Given problem:
Please extract each line of the records below that contains the string "plant", matching case exactly.

Data section:
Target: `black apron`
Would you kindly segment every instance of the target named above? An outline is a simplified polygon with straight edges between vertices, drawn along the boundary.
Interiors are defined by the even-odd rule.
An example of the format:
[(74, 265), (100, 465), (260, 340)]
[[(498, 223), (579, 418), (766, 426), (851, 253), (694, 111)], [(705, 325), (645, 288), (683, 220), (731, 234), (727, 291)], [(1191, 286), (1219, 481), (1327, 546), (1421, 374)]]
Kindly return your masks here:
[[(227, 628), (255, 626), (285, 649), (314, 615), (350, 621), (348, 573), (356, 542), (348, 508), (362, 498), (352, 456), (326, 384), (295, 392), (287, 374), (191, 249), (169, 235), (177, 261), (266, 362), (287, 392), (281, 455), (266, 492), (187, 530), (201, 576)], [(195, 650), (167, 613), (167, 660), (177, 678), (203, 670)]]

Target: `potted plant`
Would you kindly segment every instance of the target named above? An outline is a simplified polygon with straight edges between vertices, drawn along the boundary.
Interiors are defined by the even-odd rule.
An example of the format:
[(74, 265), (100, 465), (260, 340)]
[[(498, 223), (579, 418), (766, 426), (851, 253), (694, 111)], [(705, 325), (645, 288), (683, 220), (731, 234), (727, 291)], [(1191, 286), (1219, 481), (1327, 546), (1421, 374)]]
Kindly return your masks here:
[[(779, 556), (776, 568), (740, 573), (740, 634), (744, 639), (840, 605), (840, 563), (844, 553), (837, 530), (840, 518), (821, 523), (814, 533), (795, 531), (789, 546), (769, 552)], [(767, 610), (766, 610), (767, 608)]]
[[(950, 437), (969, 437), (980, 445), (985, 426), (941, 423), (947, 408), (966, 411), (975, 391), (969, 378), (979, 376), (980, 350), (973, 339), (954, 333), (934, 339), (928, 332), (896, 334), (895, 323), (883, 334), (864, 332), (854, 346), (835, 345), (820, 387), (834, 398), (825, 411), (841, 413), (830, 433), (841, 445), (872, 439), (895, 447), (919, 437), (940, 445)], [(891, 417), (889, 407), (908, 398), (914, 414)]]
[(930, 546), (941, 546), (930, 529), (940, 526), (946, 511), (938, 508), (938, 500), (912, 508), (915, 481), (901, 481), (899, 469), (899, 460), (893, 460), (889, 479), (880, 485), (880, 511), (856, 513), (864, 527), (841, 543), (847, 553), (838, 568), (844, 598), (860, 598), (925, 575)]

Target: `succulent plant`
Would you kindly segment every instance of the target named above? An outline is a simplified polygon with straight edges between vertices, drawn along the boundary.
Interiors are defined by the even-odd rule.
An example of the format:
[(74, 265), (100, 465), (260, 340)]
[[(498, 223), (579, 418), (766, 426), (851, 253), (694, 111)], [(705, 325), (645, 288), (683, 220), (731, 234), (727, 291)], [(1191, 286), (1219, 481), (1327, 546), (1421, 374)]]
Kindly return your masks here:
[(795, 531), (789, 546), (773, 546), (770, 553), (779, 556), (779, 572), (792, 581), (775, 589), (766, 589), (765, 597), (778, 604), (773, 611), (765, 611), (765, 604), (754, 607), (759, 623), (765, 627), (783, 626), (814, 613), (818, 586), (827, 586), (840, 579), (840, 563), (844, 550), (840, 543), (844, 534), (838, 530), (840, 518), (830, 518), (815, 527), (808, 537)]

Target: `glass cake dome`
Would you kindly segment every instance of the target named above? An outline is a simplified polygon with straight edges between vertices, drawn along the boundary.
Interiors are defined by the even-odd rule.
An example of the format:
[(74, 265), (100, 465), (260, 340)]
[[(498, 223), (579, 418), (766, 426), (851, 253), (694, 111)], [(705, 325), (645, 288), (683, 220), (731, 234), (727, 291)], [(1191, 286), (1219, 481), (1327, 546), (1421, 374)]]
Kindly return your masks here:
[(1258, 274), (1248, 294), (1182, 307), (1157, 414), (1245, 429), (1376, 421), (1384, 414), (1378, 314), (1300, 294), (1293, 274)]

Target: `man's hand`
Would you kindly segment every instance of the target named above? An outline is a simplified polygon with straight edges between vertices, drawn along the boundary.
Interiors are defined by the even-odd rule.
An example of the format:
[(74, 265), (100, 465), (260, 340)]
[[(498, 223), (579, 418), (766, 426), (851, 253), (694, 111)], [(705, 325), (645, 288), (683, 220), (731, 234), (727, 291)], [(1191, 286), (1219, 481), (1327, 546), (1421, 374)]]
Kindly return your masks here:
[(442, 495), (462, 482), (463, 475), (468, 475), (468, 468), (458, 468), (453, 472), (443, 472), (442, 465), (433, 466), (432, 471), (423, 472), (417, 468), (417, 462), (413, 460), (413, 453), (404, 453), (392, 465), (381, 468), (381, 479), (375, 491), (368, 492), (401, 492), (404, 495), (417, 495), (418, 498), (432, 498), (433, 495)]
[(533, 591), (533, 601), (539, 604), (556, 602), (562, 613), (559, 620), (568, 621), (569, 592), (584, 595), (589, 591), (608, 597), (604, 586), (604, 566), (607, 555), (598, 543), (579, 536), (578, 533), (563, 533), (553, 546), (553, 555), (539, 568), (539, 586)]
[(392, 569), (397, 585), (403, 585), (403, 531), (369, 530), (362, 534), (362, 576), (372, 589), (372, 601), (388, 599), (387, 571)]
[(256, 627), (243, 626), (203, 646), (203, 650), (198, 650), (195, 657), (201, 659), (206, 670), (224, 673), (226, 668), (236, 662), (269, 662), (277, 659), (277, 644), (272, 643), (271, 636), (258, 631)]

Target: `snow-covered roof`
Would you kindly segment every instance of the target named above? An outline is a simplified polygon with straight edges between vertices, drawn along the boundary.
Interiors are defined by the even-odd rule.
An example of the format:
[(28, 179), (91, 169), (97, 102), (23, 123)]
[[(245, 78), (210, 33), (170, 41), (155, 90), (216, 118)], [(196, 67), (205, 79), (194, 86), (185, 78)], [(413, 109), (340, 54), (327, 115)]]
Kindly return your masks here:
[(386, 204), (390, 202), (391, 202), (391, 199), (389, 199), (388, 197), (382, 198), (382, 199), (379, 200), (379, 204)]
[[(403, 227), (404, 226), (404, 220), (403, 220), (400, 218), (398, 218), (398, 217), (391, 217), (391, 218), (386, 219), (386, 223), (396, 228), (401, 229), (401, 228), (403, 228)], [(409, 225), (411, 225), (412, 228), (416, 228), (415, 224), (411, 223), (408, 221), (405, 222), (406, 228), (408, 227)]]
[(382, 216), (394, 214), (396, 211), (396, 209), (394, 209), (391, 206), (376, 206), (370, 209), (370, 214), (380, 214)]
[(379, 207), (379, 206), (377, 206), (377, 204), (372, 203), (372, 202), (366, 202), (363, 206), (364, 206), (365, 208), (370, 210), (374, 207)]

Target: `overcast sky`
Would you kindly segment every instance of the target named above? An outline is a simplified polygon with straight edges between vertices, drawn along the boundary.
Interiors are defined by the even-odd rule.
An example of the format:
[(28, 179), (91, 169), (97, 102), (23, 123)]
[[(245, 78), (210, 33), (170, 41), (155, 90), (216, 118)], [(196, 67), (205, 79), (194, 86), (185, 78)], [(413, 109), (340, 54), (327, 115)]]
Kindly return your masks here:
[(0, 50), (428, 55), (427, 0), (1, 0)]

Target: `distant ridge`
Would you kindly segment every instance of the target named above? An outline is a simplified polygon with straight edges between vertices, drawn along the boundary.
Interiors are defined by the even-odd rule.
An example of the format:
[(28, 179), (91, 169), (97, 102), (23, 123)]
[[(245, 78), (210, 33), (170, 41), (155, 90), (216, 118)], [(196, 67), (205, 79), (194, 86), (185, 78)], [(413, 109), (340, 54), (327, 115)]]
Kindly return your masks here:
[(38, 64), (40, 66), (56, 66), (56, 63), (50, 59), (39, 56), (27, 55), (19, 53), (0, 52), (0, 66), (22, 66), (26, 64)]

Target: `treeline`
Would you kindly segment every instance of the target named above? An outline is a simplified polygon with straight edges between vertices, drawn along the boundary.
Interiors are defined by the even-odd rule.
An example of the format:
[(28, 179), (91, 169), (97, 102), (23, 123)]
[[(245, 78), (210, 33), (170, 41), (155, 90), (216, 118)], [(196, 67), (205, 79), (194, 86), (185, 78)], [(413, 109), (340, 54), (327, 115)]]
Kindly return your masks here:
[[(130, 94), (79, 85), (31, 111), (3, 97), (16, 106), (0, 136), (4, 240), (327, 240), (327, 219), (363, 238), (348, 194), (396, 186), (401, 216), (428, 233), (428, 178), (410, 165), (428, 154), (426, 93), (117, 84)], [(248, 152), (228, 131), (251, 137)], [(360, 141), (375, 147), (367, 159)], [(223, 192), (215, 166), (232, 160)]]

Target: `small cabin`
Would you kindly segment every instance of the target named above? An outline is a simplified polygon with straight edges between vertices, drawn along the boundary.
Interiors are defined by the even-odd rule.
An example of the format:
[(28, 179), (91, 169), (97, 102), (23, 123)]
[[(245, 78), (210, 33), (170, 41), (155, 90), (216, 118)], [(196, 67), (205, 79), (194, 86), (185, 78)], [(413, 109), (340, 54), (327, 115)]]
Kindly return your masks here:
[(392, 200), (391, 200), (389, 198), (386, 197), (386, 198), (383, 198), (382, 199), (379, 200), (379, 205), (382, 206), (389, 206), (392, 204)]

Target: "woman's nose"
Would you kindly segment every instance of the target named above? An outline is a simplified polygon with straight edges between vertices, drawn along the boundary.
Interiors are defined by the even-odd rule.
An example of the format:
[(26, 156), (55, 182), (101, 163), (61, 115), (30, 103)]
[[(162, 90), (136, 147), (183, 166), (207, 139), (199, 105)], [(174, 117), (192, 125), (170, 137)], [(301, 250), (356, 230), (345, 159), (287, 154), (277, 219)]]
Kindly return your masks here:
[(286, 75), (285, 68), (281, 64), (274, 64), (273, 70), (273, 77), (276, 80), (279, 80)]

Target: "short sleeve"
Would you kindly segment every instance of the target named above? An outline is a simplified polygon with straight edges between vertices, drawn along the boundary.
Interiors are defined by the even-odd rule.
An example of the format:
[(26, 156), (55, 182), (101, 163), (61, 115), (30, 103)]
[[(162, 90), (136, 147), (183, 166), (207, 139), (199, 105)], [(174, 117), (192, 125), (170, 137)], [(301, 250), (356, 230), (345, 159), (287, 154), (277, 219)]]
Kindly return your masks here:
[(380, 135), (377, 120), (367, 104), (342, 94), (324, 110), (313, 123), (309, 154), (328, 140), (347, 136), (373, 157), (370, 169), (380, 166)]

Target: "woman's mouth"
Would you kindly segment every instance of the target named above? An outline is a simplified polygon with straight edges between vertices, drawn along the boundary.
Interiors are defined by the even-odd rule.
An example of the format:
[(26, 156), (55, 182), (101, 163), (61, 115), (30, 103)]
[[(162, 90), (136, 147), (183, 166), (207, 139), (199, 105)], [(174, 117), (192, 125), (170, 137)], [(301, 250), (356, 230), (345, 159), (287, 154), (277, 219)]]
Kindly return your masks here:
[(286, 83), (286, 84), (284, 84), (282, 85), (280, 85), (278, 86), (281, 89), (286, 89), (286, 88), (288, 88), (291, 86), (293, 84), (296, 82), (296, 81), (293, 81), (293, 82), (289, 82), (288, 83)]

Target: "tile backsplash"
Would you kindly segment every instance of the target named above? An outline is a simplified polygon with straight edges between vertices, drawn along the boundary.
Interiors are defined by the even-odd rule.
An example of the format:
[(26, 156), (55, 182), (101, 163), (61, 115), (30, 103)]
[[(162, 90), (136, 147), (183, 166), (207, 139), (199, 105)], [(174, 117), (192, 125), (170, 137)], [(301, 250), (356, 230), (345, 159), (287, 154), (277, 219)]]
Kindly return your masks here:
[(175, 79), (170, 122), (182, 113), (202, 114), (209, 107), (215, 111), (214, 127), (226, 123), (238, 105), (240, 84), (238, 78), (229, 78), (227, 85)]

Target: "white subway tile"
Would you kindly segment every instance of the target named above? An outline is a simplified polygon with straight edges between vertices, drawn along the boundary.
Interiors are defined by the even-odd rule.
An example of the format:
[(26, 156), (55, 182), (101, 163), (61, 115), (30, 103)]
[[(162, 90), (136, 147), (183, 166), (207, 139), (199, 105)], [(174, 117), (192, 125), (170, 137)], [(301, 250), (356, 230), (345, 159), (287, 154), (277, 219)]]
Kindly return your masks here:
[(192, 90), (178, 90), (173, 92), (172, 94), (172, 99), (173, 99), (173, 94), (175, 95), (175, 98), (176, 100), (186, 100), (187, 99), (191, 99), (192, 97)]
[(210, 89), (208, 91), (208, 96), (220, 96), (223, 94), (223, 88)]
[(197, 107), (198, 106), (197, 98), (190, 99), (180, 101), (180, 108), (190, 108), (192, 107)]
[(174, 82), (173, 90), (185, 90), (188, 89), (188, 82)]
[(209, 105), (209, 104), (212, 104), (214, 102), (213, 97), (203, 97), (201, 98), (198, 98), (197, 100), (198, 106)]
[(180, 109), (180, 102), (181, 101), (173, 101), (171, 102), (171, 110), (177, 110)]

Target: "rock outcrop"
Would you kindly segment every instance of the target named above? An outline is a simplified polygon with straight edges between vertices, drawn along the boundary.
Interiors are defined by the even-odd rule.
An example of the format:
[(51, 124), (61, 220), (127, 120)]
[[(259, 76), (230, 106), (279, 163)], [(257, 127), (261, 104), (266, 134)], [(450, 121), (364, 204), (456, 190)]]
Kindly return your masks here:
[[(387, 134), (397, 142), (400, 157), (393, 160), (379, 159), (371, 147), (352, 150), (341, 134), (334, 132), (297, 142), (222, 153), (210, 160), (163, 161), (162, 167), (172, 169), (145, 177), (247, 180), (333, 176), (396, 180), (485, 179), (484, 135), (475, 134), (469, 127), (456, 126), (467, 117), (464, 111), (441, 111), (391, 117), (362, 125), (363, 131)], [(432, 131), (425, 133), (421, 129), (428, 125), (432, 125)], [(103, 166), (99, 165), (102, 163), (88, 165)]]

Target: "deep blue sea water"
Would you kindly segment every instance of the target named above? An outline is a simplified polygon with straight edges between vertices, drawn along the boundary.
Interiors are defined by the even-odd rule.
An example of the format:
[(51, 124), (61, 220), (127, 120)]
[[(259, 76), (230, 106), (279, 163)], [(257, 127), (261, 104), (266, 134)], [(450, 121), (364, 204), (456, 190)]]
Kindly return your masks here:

Solution to this problem:
Target: `potted plant`
Target: `succulent plant`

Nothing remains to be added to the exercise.